- WORK REQUEST:
Using the line that contains "[[183,10],[155,96],[224,119]]" as the first line and the last line of the data as the final one, give every line in that range again exactly.

(Collected data)
═══

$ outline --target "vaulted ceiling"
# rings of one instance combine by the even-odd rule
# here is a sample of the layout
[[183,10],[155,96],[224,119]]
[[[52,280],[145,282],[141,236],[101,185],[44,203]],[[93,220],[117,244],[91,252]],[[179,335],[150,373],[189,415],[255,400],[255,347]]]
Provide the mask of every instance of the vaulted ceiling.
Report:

═══

- ANSWER SECTION:
[[183,10],[155,96],[224,119]]
[[[52,280],[145,282],[141,236],[101,185],[44,203]],[[93,220],[117,244],[91,252]],[[179,335],[150,373],[189,415],[255,400],[255,347]]]
Provide the mask of every instance of the vaulted ceiling.
Report:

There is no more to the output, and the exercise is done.